## Start

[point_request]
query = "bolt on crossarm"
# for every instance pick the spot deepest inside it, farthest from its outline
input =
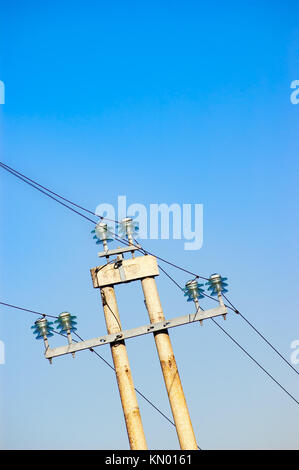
(119, 353)
(43, 329)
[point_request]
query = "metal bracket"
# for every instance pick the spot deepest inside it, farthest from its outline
(132, 333)
(118, 251)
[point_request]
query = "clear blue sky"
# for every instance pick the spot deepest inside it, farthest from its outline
(185, 102)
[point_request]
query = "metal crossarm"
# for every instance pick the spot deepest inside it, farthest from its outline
(133, 332)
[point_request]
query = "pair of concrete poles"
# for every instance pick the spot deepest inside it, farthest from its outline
(168, 364)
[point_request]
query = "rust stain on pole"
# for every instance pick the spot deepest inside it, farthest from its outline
(123, 373)
(169, 368)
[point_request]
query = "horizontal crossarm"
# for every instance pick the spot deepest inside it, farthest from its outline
(133, 332)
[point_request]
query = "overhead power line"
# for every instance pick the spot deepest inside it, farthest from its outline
(261, 335)
(38, 186)
(93, 351)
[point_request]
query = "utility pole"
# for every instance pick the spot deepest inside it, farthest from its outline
(122, 271)
(123, 372)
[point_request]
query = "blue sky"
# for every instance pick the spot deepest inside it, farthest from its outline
(164, 102)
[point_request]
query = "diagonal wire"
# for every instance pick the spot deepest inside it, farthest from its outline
(261, 335)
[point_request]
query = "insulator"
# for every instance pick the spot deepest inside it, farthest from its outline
(193, 290)
(102, 233)
(216, 284)
(66, 322)
(128, 228)
(42, 327)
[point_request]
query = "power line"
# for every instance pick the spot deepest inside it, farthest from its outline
(29, 181)
(255, 361)
(244, 350)
(27, 310)
(262, 336)
(96, 353)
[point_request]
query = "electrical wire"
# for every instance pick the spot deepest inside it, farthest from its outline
(30, 182)
(244, 350)
(262, 336)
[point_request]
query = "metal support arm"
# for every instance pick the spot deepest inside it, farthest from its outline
(132, 333)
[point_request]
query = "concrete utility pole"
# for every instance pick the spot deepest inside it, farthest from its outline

## End

**EXERCISE**
Transcribe the records above verbatim. Do not carry over any picture.

**TASK SOLUTION**
[point_request]
query = "bolt on crossarm"
# for every instance pick the spot deepest inside it, farthest from its outline
input =
(119, 353)
(43, 329)
[point_request]
query = "metal bracket"
# for every instance pick the spot deepest inside it, farthest from its outline
(132, 333)
(118, 251)
[point_request]
query = "clear blue sky"
# for every instance pick the spot deepest inside it, farthest from its outline
(185, 102)
[point_request]
query = "metal crossarm"
# for every instance pick the spot deepest inside it, farthest from its outline
(133, 332)
[point_request]
query = "pair of concrete poles"
# for every instance pick the spot deepest inside it, farthest from its outline
(168, 364)
[point_request]
query = "rust stain on pole"
# for every instance pick the spot deepest inside it, farthest from its outline
(123, 373)
(169, 368)
[point_request]
query = "horizontal crossarm"
# for every instance pick the spot deepest inside it, farthest from its outline
(133, 332)
[point_request]
query = "overhead power line"
# for every instance pick the spot deepest inside it, farthest from its outline
(261, 335)
(38, 186)
(93, 351)
[point_request]
query = "utility pole"
# for every instance pick the spot deepest inside it, farthest from its outline
(122, 271)
(123, 372)
[point_request]
query = "blue sky"
# for every instance pick the spot deepest inside it, farthest from its outline
(164, 102)
[point_request]
query = "diagonal wire"
# for every instance pick the spot deepest inside it, farthest from its outline
(261, 335)
[point_request]
query = "insulator"
# for every instance pick the spot deepest inside it, farthest from its outline
(193, 290)
(102, 233)
(216, 284)
(66, 322)
(128, 228)
(42, 327)
[point_request]
query = "power line"
# for every instance pick the spot deepest inside it, farthest from its outline
(29, 181)
(255, 361)
(244, 350)
(27, 310)
(262, 336)
(96, 353)
[point_request]
query = "electrical wire"
# for every instance pick the spot deepest inside it, farthest from its outline
(30, 182)
(244, 350)
(262, 336)
[point_request]
query = "metal support arm"
# for every instance pick the spot deepest inside it, farthest from its outline
(132, 333)
[point_request]
query = "concrete utility pole"
# for every instance pick the spot deepest inside it, farthest from its outline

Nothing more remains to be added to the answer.